**DESCRIPTION OF THE TASK**: Give back every line exactly as it appears, pictures excluded.
- - - - -
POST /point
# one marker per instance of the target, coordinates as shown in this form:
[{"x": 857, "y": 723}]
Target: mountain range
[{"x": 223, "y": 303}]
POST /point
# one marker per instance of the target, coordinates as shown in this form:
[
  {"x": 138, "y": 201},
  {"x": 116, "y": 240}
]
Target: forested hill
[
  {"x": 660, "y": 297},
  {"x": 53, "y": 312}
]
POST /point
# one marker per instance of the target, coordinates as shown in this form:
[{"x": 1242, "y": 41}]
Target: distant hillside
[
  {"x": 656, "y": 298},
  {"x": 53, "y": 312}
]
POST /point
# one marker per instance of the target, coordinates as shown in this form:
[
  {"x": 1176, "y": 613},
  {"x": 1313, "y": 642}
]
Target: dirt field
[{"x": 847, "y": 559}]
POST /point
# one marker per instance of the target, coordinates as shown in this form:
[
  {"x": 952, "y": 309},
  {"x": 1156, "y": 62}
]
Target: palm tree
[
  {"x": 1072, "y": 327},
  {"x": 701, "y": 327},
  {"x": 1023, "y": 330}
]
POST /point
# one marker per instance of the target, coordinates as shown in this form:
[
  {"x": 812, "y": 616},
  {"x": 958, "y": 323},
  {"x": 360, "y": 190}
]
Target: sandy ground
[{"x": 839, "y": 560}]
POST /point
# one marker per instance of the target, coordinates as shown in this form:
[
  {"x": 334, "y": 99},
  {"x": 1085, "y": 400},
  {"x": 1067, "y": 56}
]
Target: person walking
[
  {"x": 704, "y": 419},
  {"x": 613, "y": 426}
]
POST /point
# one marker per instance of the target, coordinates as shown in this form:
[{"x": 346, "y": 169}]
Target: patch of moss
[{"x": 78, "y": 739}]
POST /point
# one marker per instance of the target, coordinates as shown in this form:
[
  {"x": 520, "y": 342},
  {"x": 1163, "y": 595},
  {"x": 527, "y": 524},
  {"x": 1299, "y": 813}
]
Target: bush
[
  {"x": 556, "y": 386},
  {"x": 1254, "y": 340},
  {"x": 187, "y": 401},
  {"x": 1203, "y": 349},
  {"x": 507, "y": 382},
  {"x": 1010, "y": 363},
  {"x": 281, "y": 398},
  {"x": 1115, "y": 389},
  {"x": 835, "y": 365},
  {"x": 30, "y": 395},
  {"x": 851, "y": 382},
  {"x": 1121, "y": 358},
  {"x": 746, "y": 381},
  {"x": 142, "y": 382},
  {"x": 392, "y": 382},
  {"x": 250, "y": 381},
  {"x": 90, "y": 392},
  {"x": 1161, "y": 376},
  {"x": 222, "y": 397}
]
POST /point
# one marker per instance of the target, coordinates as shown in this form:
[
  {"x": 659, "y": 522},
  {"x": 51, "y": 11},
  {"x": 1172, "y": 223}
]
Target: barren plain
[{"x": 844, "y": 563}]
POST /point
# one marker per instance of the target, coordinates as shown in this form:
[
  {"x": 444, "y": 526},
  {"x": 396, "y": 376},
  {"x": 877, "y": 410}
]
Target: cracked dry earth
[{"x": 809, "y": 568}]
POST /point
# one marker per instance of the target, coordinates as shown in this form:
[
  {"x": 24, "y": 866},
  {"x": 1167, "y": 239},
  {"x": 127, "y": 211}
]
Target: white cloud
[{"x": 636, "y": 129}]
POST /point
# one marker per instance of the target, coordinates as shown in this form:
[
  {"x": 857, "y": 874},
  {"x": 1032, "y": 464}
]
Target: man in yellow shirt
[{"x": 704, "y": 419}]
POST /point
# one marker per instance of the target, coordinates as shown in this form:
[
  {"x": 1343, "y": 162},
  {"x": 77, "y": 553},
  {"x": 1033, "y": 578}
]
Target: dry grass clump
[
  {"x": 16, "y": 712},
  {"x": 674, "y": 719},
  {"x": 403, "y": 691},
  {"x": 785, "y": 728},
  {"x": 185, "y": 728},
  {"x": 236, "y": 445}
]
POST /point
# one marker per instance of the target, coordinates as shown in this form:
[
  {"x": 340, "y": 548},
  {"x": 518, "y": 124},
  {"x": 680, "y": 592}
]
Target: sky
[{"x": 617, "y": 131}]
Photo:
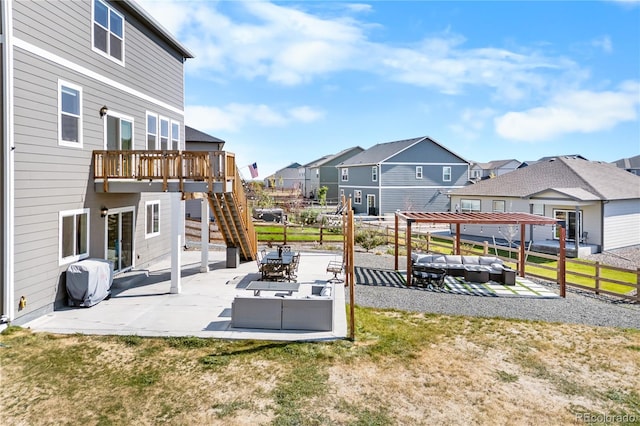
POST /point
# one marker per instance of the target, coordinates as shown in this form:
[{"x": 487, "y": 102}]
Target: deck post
[
  {"x": 204, "y": 235},
  {"x": 176, "y": 244}
]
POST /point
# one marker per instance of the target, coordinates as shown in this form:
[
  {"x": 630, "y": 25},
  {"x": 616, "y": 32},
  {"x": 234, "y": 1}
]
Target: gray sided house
[
  {"x": 288, "y": 178},
  {"x": 410, "y": 175},
  {"x": 598, "y": 202},
  {"x": 324, "y": 173},
  {"x": 79, "y": 77}
]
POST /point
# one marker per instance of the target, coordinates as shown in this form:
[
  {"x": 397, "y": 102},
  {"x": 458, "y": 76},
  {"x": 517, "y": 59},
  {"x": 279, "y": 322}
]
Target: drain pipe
[{"x": 8, "y": 153}]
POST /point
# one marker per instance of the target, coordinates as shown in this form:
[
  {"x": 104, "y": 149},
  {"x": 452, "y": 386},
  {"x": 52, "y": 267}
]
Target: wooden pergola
[{"x": 480, "y": 218}]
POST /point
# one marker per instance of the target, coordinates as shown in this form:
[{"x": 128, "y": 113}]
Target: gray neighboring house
[
  {"x": 195, "y": 140},
  {"x": 79, "y": 77},
  {"x": 287, "y": 178},
  {"x": 480, "y": 171},
  {"x": 323, "y": 172},
  {"x": 599, "y": 202},
  {"x": 630, "y": 164},
  {"x": 413, "y": 174}
]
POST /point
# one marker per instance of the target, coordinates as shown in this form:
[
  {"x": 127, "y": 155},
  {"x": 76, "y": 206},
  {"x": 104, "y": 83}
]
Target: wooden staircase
[{"x": 234, "y": 219}]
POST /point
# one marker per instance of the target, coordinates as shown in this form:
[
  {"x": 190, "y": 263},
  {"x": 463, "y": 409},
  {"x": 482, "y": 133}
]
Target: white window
[
  {"x": 108, "y": 31},
  {"x": 469, "y": 205},
  {"x": 446, "y": 174},
  {"x": 175, "y": 136},
  {"x": 164, "y": 134},
  {"x": 152, "y": 219},
  {"x": 119, "y": 132},
  {"x": 74, "y": 235},
  {"x": 70, "y": 115},
  {"x": 152, "y": 132}
]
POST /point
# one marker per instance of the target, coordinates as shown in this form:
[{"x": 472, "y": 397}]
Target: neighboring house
[
  {"x": 479, "y": 171},
  {"x": 598, "y": 202},
  {"x": 288, "y": 178},
  {"x": 79, "y": 77},
  {"x": 195, "y": 140},
  {"x": 631, "y": 164},
  {"x": 414, "y": 174},
  {"x": 324, "y": 173}
]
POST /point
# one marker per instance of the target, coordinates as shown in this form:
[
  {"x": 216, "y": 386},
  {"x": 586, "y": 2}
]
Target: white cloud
[
  {"x": 234, "y": 116},
  {"x": 579, "y": 111}
]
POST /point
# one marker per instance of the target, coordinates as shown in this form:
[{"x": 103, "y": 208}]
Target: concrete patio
[{"x": 142, "y": 305}]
- - - - -
**TASK RESULT**:
POST /point
# one marker per instance of the target, coordinates as shown in this form:
[{"x": 857, "y": 723}]
Target: mountain range
[{"x": 223, "y": 303}]
POST /point
# one marker per instance of the target, coordinates as shown in this form:
[
  {"x": 138, "y": 201},
  {"x": 116, "y": 240}
]
Target: forested hill
[
  {"x": 660, "y": 297},
  {"x": 53, "y": 312}
]
POST /point
# one marker per instance of the target, coordinates as shown in this form:
[{"x": 1242, "y": 41}]
Target: distant hillside
[
  {"x": 656, "y": 298},
  {"x": 53, "y": 312}
]
POST /point
# one marker per instance of the target, coordinates as shown in this form:
[
  {"x": 1176, "y": 613},
  {"x": 1313, "y": 642}
]
Target: dirt field
[{"x": 847, "y": 559}]
POST /point
# one marker per instance of the target, coordinates as shown in this form:
[
  {"x": 952, "y": 309},
  {"x": 1156, "y": 62}
]
Target: palm tree
[
  {"x": 1072, "y": 327},
  {"x": 701, "y": 327},
  {"x": 1023, "y": 330}
]
POST /point
# one marker per instance of the target, coordinates as shown in this form:
[
  {"x": 812, "y": 616},
  {"x": 958, "y": 323},
  {"x": 360, "y": 190}
]
Target: sandy ground
[{"x": 839, "y": 560}]
POST /point
# one marker per instance of the target, coordinates as shown in this form:
[
  {"x": 334, "y": 99},
  {"x": 1085, "y": 400},
  {"x": 1067, "y": 56}
]
Target: person walking
[
  {"x": 704, "y": 419},
  {"x": 613, "y": 426}
]
POST /point
# one marker per instance of the target, coordinates as shown in this form:
[{"x": 346, "y": 169}]
Target: patch of moss
[{"x": 78, "y": 739}]
POST /point
# one marker per instance of the target, coordinates as shown in this form:
[
  {"x": 520, "y": 342},
  {"x": 1163, "y": 595},
  {"x": 527, "y": 524},
  {"x": 1299, "y": 813}
]
Target: bush
[
  {"x": 556, "y": 386},
  {"x": 1254, "y": 340},
  {"x": 187, "y": 401},
  {"x": 1203, "y": 349},
  {"x": 507, "y": 382},
  {"x": 1010, "y": 363},
  {"x": 281, "y": 398},
  {"x": 1115, "y": 389},
  {"x": 835, "y": 365},
  {"x": 30, "y": 395},
  {"x": 851, "y": 382},
  {"x": 1121, "y": 358},
  {"x": 746, "y": 381},
  {"x": 142, "y": 382},
  {"x": 392, "y": 382},
  {"x": 250, "y": 381},
  {"x": 90, "y": 392},
  {"x": 1161, "y": 376},
  {"x": 222, "y": 397}
]
POST /point
# one marker per instance of the target, coordinates as shown in this form:
[
  {"x": 659, "y": 522},
  {"x": 51, "y": 11},
  {"x": 1172, "y": 223}
]
Target: barren plain
[{"x": 844, "y": 563}]
POST /point
# one marker per instance of the target, coordinates as shown in this form:
[
  {"x": 444, "y": 526},
  {"x": 396, "y": 376},
  {"x": 877, "y": 410}
]
Target: cracked dry earth
[{"x": 809, "y": 568}]
POST /point
# one marker per instance of the target, coordinates as shown in this form:
[
  {"x": 24, "y": 866},
  {"x": 1167, "y": 239},
  {"x": 127, "y": 211}
]
Target: white cloud
[{"x": 636, "y": 129}]
POST /point
# one marker per instance of the target, coordinates as shown in this form:
[
  {"x": 857, "y": 874},
  {"x": 1032, "y": 464}
]
Target: man in yellow shirt
[{"x": 704, "y": 419}]
POST /point
# one marker per instance of the target, coordinates as shown in this form:
[
  {"x": 1343, "y": 162},
  {"x": 77, "y": 553},
  {"x": 1033, "y": 578}
]
Target: dry grass clump
[
  {"x": 16, "y": 712},
  {"x": 674, "y": 719},
  {"x": 403, "y": 691},
  {"x": 785, "y": 728},
  {"x": 185, "y": 728},
  {"x": 236, "y": 445}
]
POST /point
# one marker per instance of the target, coordinates as shown in this form:
[
  {"x": 340, "y": 548},
  {"x": 518, "y": 124},
  {"x": 680, "y": 592}
]
Target: sky
[{"x": 617, "y": 131}]
Photo:
POST /point
# one marker per instance of the target, coordinates as shown in this form:
[{"x": 487, "y": 102}]
Target: deck post
[
  {"x": 204, "y": 235},
  {"x": 176, "y": 244}
]
POST /point
# one marker per instance of the target, coordinates as shown in this form:
[
  {"x": 630, "y": 25},
  {"x": 616, "y": 32},
  {"x": 234, "y": 1}
]
Target: gray sided house
[
  {"x": 288, "y": 178},
  {"x": 410, "y": 175},
  {"x": 598, "y": 202},
  {"x": 324, "y": 173},
  {"x": 79, "y": 77}
]
POST /point
# one marker per instance of the target, coordinates as shown in this form:
[
  {"x": 397, "y": 102},
  {"x": 458, "y": 76},
  {"x": 517, "y": 59},
  {"x": 279, "y": 322}
]
Target: drain pipe
[{"x": 8, "y": 153}]
POST /point
# one marker per instance of the target, coordinates as shown in this form:
[
  {"x": 104, "y": 149},
  {"x": 452, "y": 386},
  {"x": 52, "y": 267}
]
Target: wooden pergola
[{"x": 480, "y": 218}]
POST /point
# one marker per instance of the target, coordinates as shown in this form:
[{"x": 128, "y": 113}]
Target: gray neighboring house
[
  {"x": 195, "y": 140},
  {"x": 79, "y": 77},
  {"x": 287, "y": 178},
  {"x": 480, "y": 171},
  {"x": 323, "y": 172},
  {"x": 599, "y": 202},
  {"x": 630, "y": 164},
  {"x": 413, "y": 174}
]
POST /point
# one marker per instance of the target, coordinates as shown in this form:
[
  {"x": 127, "y": 155},
  {"x": 76, "y": 206},
  {"x": 104, "y": 83}
]
Target: wooden staircase
[{"x": 234, "y": 219}]
POST /point
# one marker per instance of the target, coordinates as shown in this form:
[
  {"x": 190, "y": 263},
  {"x": 463, "y": 409},
  {"x": 482, "y": 133}
]
Target: white window
[
  {"x": 108, "y": 31},
  {"x": 469, "y": 205},
  {"x": 446, "y": 174},
  {"x": 175, "y": 136},
  {"x": 164, "y": 134},
  {"x": 152, "y": 219},
  {"x": 119, "y": 132},
  {"x": 74, "y": 235},
  {"x": 70, "y": 115},
  {"x": 152, "y": 132}
]
POST /point
# one marker per instance of the target, coordinates as shown in this form:
[{"x": 472, "y": 397}]
Target: neighboring house
[
  {"x": 479, "y": 171},
  {"x": 598, "y": 202},
  {"x": 288, "y": 178},
  {"x": 79, "y": 77},
  {"x": 195, "y": 140},
  {"x": 631, "y": 164},
  {"x": 414, "y": 174},
  {"x": 324, "y": 173}
]
POST /point
# one marker per instance of the target, coordinates as shown in this form:
[
  {"x": 216, "y": 386},
  {"x": 586, "y": 2}
]
Target: white cloud
[
  {"x": 234, "y": 116},
  {"x": 579, "y": 111}
]
POST /point
# one marker per instance of the target, coordinates as shown in this form:
[{"x": 103, "y": 208}]
Target: concrete patio
[{"x": 142, "y": 305}]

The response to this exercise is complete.